→ **Material for the task**
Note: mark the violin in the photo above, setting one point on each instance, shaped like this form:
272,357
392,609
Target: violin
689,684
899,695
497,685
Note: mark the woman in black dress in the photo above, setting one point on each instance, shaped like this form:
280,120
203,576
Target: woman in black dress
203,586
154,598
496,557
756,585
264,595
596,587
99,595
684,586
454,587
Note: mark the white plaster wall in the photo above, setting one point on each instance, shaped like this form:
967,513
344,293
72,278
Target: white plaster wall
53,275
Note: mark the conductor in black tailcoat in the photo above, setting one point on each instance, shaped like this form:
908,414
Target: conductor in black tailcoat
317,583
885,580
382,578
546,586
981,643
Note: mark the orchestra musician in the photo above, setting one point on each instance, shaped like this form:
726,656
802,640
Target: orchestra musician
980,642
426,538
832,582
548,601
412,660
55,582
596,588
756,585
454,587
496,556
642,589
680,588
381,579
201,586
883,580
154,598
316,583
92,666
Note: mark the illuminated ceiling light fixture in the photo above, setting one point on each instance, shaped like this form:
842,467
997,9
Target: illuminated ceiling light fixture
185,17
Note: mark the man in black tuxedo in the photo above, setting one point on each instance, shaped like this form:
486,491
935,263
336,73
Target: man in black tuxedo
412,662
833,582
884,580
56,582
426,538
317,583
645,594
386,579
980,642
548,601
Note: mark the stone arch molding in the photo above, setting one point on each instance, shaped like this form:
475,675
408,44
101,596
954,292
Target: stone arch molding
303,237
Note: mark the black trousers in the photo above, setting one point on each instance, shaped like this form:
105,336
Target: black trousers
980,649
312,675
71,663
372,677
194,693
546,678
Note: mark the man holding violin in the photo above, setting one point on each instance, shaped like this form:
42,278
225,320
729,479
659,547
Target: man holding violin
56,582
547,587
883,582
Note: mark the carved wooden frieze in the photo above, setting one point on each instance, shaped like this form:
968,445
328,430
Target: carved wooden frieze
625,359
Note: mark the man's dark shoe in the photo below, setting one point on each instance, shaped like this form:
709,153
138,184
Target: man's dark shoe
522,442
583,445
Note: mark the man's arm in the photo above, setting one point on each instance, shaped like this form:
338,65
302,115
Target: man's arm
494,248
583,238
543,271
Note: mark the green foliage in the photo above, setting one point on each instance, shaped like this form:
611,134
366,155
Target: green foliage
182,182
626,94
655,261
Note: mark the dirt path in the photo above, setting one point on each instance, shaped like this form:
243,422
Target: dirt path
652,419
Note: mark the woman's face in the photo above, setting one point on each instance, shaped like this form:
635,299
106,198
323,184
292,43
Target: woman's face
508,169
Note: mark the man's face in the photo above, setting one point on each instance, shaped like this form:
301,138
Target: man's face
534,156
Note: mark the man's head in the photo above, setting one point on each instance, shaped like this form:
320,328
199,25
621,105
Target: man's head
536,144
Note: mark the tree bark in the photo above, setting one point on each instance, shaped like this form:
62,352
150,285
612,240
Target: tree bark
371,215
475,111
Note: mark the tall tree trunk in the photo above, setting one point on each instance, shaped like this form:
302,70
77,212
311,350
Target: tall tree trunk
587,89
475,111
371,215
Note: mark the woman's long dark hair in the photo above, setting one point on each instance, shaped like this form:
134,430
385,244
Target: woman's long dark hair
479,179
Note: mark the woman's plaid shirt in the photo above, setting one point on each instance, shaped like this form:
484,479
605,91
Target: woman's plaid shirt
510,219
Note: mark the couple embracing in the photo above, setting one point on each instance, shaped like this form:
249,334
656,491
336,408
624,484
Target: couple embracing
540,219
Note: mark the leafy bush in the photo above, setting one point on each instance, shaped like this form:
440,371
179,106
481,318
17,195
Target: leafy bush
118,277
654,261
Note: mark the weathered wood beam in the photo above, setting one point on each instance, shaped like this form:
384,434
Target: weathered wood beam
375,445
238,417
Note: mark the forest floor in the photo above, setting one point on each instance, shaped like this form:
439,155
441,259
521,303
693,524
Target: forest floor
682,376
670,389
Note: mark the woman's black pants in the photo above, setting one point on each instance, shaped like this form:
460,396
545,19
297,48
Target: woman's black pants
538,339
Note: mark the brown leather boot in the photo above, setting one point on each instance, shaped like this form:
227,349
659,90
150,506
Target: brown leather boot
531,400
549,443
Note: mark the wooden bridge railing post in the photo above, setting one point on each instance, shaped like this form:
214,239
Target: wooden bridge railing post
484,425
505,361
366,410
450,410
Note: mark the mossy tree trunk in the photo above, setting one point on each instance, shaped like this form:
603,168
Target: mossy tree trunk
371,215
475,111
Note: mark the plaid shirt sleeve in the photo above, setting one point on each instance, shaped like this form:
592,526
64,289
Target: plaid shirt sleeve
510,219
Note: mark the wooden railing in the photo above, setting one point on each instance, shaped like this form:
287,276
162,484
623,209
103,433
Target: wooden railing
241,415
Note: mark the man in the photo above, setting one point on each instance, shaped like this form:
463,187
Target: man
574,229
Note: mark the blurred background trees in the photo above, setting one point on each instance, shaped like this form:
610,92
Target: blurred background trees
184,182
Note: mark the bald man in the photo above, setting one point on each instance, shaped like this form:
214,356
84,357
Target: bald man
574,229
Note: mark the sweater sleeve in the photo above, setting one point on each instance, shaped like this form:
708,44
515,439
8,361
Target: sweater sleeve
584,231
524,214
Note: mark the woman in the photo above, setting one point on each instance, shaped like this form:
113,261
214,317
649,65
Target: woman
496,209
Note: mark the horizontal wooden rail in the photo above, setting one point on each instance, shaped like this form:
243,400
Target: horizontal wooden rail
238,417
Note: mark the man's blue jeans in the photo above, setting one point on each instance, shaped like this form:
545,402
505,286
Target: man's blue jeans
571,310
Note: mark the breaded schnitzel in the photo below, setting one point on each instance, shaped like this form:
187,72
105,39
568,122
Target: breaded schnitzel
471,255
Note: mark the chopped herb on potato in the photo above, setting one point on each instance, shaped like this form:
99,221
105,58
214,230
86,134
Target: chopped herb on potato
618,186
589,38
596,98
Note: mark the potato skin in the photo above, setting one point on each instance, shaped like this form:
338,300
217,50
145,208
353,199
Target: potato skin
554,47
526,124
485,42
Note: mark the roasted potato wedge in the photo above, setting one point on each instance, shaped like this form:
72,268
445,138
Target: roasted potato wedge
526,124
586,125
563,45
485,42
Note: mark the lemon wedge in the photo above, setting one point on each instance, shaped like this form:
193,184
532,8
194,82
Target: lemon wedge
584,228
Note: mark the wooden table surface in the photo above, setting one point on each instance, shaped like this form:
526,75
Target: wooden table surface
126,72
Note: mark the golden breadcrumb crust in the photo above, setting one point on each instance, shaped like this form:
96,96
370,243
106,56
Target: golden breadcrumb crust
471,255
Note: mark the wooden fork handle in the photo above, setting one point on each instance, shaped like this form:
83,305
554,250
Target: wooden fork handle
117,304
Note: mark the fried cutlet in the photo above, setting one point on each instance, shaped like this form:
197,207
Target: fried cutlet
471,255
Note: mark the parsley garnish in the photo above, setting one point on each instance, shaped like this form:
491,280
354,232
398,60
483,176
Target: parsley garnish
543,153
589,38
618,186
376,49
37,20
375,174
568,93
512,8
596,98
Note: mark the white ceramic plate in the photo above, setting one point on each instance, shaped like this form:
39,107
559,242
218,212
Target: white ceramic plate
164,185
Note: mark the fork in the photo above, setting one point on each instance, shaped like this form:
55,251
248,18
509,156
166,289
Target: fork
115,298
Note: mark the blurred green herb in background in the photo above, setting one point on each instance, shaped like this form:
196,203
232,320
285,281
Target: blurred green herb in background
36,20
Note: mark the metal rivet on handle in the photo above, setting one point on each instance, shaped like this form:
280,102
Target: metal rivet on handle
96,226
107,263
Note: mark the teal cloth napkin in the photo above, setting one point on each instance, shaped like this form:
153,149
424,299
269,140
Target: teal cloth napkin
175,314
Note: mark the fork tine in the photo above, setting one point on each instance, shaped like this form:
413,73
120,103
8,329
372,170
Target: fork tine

→ **Action item**
Find how many lines in the material above hold the word "below", then reply with only that figure.

→ **Problem solution**
2